Restate word for word the run of lines that begins at the one containing "Could you please annotate the dark" and ends at the last line of the listing.

> [DATA EXTRACTS]:
* * * *

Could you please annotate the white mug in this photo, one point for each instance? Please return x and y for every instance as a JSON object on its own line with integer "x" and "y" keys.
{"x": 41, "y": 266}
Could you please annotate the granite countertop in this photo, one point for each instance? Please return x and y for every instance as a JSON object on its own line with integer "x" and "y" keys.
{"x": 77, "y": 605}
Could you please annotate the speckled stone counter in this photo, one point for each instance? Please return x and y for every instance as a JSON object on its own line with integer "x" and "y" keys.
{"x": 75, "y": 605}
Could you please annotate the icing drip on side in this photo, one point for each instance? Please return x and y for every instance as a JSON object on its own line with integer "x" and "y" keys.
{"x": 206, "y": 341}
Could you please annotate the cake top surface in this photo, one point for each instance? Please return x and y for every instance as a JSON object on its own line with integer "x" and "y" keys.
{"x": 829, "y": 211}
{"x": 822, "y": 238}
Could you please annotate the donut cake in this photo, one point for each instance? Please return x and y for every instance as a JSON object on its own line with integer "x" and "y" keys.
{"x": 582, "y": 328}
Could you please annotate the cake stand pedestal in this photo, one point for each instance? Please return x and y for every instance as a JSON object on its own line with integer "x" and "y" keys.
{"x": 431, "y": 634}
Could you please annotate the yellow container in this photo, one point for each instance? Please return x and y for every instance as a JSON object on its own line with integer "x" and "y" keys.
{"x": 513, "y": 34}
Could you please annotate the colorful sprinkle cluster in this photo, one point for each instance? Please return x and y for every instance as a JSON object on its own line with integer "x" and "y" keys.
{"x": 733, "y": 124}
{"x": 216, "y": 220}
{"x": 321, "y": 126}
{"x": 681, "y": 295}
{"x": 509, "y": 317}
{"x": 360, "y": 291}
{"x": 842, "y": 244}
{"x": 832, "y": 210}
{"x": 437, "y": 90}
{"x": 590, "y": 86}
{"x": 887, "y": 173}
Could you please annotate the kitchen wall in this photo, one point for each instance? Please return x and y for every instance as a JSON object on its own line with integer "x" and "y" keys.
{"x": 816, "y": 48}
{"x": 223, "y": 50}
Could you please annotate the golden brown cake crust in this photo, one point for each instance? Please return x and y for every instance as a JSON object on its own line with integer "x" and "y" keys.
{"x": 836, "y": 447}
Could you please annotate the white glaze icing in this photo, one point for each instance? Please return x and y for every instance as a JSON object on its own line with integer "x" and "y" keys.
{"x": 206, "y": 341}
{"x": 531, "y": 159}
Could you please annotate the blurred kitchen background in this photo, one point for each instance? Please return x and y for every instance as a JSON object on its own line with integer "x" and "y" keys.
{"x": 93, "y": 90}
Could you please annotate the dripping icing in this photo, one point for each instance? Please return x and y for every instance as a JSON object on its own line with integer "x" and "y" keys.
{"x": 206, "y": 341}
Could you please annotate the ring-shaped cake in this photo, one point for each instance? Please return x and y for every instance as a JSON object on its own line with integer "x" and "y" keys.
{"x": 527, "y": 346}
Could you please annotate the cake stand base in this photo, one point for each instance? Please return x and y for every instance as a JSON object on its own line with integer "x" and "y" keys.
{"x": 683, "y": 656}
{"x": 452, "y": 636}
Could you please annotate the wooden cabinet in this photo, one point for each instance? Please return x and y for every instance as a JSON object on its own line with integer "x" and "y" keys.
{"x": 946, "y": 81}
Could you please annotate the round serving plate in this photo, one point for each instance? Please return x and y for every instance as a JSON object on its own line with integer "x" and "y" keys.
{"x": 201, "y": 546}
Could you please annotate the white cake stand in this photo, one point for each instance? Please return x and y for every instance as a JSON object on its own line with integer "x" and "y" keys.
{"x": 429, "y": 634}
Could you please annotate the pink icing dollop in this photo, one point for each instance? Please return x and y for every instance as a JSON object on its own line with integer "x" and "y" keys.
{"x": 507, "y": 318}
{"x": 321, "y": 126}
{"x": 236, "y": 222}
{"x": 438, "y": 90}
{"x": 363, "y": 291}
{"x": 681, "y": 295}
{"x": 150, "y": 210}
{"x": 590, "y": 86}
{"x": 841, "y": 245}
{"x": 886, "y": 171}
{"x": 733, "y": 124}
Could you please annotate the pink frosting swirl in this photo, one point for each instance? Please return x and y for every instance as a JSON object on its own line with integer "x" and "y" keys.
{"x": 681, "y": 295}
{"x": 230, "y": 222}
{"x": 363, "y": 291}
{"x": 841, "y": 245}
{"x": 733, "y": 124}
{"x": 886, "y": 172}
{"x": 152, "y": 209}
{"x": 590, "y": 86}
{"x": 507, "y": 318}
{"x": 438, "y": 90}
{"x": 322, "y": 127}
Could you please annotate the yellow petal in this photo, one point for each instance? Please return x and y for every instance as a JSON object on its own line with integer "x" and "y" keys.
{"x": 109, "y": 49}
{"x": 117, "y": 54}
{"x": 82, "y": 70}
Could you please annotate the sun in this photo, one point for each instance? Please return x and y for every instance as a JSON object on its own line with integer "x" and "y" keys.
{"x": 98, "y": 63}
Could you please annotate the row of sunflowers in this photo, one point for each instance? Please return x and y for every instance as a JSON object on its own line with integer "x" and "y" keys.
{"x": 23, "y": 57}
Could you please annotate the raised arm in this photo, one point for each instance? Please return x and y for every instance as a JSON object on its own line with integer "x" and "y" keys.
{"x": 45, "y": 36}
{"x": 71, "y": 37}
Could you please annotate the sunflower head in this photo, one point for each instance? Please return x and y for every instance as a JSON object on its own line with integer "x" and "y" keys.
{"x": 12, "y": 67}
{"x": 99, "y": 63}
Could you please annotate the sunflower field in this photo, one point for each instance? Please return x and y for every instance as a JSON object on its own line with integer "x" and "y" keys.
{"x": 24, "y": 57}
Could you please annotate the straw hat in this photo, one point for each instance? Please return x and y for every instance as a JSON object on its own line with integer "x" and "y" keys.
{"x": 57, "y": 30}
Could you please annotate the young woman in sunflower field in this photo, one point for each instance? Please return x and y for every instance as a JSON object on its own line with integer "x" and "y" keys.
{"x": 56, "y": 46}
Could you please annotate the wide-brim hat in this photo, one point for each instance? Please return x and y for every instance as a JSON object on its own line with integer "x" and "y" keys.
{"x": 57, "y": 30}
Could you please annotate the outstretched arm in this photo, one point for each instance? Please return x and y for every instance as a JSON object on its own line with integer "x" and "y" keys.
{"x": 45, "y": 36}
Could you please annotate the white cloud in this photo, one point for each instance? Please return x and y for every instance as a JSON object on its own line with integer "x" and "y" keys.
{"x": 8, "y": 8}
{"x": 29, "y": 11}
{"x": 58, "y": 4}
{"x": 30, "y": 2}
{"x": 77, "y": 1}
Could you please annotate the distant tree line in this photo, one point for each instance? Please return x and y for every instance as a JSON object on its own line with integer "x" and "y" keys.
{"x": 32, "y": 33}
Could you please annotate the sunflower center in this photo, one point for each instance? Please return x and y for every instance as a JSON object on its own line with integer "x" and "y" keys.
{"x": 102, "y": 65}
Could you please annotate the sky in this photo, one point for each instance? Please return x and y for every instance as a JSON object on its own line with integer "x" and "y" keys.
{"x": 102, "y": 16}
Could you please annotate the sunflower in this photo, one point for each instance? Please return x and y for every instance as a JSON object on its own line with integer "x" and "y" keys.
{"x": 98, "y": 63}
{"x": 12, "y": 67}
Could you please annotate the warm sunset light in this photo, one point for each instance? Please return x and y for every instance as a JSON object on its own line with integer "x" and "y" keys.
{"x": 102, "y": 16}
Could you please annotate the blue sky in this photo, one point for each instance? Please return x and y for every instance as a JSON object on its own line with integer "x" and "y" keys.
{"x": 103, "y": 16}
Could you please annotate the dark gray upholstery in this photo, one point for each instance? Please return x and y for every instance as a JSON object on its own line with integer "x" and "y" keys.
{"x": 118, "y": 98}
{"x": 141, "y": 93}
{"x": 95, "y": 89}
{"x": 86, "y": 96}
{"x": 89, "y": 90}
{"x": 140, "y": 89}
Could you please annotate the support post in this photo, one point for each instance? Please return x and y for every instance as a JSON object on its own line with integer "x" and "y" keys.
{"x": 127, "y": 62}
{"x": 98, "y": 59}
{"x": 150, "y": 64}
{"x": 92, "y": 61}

* * * *

> [FINISHED TASK]:
Could you please annotate the dark gray upholstery in this photo, one point for each instance? Please return x and y for every instance as a JSON object on its own line with integer "x" and "y" keys.
{"x": 118, "y": 98}
{"x": 141, "y": 93}
{"x": 95, "y": 89}
{"x": 86, "y": 96}
{"x": 89, "y": 90}
{"x": 140, "y": 89}
Could you please annotate the support post in this photo, one point for each instance? Please return x and y for every instance as a JSON object on its own line with integer "x" and "y" keys.
{"x": 127, "y": 62}
{"x": 98, "y": 59}
{"x": 150, "y": 64}
{"x": 92, "y": 61}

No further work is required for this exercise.